What you have to do =
Within the listing below, locate all lines containing the word "tree". Copy each one.

Task input =
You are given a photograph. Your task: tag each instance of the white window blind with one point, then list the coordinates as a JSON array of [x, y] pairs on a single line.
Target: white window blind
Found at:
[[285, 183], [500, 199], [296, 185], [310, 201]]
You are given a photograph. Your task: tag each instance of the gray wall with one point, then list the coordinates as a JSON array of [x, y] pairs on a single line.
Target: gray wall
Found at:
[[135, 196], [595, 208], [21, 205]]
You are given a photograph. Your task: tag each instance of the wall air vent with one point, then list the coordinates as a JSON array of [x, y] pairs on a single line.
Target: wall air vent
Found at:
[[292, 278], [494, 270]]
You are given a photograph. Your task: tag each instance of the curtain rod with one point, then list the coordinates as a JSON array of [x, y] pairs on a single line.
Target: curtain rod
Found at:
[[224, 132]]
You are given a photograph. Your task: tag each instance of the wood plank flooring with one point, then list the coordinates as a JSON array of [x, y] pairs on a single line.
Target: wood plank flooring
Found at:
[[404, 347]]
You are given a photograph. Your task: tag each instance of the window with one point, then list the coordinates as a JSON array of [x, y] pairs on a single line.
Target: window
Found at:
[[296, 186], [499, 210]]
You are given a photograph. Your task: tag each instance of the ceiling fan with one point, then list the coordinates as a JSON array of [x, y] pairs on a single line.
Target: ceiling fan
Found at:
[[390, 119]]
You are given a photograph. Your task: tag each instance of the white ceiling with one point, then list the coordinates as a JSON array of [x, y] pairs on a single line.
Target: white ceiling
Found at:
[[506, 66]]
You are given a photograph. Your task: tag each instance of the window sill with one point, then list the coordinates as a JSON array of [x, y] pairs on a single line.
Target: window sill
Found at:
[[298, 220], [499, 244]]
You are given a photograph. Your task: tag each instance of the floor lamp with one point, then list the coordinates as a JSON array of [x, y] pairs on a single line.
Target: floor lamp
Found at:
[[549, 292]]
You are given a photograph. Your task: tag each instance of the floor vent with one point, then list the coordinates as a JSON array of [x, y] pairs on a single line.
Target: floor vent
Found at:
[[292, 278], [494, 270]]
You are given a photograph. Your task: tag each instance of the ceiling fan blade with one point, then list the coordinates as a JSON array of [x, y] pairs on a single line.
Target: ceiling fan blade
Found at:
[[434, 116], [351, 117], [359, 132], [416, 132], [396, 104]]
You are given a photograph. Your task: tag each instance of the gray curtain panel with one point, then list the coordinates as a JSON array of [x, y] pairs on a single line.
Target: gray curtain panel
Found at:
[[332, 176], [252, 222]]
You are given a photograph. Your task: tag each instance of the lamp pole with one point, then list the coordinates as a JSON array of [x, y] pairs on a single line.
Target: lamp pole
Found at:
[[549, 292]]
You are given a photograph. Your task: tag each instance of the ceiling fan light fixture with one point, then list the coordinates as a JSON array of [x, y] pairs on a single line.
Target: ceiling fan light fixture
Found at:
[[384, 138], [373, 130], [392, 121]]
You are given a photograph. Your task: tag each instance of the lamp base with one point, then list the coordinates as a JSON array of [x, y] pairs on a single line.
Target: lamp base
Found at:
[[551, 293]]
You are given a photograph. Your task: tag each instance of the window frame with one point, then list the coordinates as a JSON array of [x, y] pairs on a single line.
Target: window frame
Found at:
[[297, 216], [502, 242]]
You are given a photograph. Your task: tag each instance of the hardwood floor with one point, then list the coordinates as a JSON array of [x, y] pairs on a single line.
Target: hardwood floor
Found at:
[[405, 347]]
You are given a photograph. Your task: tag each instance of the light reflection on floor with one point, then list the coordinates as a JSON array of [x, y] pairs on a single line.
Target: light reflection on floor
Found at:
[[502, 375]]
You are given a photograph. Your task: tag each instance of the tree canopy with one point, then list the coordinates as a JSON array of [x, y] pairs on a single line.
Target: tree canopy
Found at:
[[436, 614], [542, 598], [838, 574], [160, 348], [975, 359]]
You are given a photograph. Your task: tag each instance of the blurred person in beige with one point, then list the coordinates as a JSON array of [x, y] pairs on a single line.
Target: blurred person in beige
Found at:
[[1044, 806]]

Final answer =
You are given a photograph. Your task: tag each instance of the tree canopy with one point, then list the coordinates as a JSON array of [x, y] pairs on a single line.
Target: tree canopy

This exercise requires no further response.